WHAT THE EXERCISE ASKS
Reproduce everything in the San Luis Ranch article from "Grossman, a major" down to "by the city.", word for word.

# EXTRACT TO READ start

Grossman’s San Luis Ranch project heads to SLO planning commission

June 7, 2017

Developer Gary Grossman, who has donated big money to local politicians, is set to bring his San Luis Ranch project to the SLO Planning Commission.

Grossman, a major donor to San Luis Obispo County Supervisor Adam Hill and Hill’s political allies, owns the former Dalidio ranch that was the center of a longtime development controversy in the city of SLO. The ranch is a 131-acre property between Highway 101 and Madonna Road, which is located in the county but may soon be annexed by the city.

On Wednesday, the SLO Planning Commission will consider approving an application to the San Luis Obispo County Local Agency Formation Commission (LAFCO) for annexation of the San Luis Ranch property. The planing commission is also being asked to approve the environmental impact report and a general plan amendment for Grossman’s project.

Plans for San Luis Ranch include up to 580 homes on 40 acres, as well as 60 acres of organic farming and open space. Grossman is also proposing 200,000 square feet of commercial space, 150,000 square feet of office space and a 200-room hotel.

# EXTRACT TO READ end
# STORED DATA start

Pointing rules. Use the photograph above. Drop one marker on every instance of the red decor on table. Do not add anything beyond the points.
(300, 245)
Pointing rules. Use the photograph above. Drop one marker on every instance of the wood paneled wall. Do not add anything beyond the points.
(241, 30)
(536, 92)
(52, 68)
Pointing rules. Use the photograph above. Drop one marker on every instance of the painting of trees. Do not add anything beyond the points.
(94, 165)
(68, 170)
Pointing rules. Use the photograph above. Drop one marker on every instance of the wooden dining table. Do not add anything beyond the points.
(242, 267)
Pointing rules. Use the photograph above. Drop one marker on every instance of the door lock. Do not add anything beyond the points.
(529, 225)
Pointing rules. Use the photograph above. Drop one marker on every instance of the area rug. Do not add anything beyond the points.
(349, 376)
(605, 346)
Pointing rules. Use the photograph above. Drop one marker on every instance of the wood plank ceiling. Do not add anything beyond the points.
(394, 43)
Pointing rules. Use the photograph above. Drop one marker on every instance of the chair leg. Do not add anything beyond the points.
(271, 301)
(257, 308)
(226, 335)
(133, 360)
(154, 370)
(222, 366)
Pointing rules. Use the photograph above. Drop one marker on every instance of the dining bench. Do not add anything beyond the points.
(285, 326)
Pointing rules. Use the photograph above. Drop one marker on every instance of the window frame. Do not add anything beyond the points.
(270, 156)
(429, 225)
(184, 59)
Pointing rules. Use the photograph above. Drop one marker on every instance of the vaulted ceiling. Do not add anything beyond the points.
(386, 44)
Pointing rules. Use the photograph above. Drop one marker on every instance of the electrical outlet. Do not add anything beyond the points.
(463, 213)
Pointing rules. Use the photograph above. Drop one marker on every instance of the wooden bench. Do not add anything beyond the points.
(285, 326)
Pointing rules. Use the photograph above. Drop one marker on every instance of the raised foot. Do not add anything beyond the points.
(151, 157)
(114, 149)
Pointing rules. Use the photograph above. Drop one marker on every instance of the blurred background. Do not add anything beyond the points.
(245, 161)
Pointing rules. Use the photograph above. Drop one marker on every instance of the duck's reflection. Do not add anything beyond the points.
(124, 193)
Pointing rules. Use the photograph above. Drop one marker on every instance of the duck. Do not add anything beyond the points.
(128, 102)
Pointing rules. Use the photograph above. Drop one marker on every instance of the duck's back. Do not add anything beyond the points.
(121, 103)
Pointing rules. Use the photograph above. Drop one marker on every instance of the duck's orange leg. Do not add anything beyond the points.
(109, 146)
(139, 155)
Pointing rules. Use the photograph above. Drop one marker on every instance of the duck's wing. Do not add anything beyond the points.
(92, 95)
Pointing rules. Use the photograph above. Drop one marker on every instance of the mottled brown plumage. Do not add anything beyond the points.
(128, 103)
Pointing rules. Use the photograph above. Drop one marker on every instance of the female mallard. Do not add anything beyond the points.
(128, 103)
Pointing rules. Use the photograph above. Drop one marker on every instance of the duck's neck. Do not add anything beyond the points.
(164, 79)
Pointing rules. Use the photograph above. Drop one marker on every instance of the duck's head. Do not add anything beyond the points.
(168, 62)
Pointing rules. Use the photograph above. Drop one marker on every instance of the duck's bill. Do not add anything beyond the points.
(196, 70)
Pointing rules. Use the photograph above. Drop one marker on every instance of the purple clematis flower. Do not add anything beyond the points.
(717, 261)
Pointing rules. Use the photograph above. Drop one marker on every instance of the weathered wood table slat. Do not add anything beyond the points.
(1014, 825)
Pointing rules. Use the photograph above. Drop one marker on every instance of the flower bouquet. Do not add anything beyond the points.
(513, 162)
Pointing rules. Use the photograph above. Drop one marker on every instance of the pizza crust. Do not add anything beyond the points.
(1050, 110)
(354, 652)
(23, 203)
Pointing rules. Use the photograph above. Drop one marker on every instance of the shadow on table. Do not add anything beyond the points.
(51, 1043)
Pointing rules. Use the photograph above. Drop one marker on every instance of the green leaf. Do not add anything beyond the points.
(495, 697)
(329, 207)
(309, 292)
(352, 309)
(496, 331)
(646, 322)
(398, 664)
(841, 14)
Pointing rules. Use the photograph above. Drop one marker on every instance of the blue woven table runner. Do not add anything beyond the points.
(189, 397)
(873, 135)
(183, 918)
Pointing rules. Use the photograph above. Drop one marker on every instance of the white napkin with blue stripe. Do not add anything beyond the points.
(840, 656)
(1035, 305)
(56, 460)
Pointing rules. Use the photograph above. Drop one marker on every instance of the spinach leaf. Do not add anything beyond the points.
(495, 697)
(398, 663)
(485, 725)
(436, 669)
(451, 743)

# STORED DATA end

RESULT FOR THIS TASK
Grossman, a major donor to San Luis Obispo County Supervisor Adam Hill and Hill’s political allies, owns the former Dalidio ranch that was the center of a longtime development controversy in the city of SLO. The ranch is a 131-acre property between Highway 101 and Madonna Road, which is located in the county but may soon be annexed by the city.